Stored data entries
■ ■ ■
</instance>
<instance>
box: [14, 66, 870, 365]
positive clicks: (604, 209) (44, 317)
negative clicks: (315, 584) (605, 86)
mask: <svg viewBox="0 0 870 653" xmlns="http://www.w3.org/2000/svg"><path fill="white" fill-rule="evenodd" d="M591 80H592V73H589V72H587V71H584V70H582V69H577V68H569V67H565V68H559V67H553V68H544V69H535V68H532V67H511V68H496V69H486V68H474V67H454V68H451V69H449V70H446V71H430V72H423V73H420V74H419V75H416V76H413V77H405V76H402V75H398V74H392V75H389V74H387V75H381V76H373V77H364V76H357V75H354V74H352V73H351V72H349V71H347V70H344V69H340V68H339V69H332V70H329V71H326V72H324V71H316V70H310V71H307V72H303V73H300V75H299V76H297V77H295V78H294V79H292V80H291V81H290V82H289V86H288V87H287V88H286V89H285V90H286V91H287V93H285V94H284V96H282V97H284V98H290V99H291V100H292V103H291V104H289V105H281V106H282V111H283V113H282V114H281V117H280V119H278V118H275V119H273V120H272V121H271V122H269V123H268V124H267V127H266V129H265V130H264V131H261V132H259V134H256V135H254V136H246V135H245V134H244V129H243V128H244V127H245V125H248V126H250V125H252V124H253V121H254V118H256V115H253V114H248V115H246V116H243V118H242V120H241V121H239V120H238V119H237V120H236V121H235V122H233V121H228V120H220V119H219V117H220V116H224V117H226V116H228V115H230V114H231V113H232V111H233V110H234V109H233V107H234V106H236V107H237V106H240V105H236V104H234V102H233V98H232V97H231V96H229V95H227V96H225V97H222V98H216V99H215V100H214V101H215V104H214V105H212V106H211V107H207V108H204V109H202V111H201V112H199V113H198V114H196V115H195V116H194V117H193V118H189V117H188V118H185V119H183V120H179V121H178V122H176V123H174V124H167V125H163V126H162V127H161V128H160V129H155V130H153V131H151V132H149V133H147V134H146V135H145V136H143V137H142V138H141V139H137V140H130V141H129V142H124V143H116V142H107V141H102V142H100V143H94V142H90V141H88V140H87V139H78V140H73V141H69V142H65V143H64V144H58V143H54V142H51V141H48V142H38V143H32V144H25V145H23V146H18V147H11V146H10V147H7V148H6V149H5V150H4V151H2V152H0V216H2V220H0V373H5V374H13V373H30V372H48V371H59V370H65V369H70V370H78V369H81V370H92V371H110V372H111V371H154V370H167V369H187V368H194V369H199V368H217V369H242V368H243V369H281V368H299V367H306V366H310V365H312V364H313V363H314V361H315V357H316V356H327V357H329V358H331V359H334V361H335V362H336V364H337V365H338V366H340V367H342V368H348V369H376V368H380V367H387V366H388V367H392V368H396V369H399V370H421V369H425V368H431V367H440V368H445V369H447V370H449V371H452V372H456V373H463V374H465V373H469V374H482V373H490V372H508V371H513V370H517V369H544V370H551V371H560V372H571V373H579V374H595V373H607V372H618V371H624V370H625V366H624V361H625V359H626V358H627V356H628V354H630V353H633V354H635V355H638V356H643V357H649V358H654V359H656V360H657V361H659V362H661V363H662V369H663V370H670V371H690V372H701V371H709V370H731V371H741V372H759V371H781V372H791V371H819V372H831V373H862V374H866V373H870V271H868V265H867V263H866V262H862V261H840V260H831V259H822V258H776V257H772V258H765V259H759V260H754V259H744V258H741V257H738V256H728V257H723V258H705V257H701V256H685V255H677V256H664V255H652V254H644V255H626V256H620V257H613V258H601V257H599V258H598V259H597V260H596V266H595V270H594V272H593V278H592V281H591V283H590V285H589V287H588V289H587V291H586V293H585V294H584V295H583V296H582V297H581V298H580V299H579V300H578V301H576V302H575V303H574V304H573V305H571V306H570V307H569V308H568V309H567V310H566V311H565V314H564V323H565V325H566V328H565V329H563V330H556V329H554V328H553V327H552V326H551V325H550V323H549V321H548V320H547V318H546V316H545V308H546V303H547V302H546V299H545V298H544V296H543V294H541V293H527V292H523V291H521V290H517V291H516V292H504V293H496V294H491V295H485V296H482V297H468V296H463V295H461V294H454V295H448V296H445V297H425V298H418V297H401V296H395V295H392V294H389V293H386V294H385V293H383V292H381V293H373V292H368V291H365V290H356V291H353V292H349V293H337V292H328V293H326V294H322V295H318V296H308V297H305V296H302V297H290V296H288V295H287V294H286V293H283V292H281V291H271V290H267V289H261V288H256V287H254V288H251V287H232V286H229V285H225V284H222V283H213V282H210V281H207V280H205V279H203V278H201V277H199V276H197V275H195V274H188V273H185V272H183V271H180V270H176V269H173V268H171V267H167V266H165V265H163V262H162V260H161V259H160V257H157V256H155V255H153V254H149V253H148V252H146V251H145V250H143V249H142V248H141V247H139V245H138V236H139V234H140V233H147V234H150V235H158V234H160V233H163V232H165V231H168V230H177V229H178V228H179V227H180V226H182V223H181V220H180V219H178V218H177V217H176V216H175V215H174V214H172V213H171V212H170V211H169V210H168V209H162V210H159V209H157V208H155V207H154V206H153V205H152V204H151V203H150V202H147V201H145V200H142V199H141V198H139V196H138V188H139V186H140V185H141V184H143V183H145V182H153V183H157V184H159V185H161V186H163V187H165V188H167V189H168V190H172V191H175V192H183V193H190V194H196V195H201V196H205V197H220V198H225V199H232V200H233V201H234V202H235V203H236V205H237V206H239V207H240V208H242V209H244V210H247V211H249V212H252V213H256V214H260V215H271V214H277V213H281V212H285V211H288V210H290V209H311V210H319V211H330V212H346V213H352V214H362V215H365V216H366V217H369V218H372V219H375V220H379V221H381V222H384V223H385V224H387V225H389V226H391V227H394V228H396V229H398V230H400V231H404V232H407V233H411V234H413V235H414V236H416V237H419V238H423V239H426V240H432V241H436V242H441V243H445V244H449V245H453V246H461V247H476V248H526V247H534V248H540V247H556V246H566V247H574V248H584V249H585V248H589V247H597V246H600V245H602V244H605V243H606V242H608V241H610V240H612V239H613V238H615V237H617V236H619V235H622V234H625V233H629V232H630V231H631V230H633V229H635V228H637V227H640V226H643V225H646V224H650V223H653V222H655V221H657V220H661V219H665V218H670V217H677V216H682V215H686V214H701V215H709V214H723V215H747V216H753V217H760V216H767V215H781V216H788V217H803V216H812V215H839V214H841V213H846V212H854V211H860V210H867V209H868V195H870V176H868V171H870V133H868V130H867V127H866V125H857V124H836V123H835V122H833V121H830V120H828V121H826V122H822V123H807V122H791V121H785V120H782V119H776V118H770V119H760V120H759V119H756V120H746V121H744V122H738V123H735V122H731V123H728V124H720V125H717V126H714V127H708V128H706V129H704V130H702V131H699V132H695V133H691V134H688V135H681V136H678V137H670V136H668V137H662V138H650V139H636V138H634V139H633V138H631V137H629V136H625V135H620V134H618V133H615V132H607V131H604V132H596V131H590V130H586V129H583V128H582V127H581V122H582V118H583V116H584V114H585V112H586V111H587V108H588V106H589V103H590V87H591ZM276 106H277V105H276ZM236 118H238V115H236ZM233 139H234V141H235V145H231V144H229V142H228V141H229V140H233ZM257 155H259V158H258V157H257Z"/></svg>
■ ■ ■
Return only the lines above that run from the opening line through the line containing "positive clicks: (604, 209) (44, 317)", exactly as written.

</instance>
<instance>
box: [14, 66, 870, 365]
positive clicks: (604, 209) (44, 317)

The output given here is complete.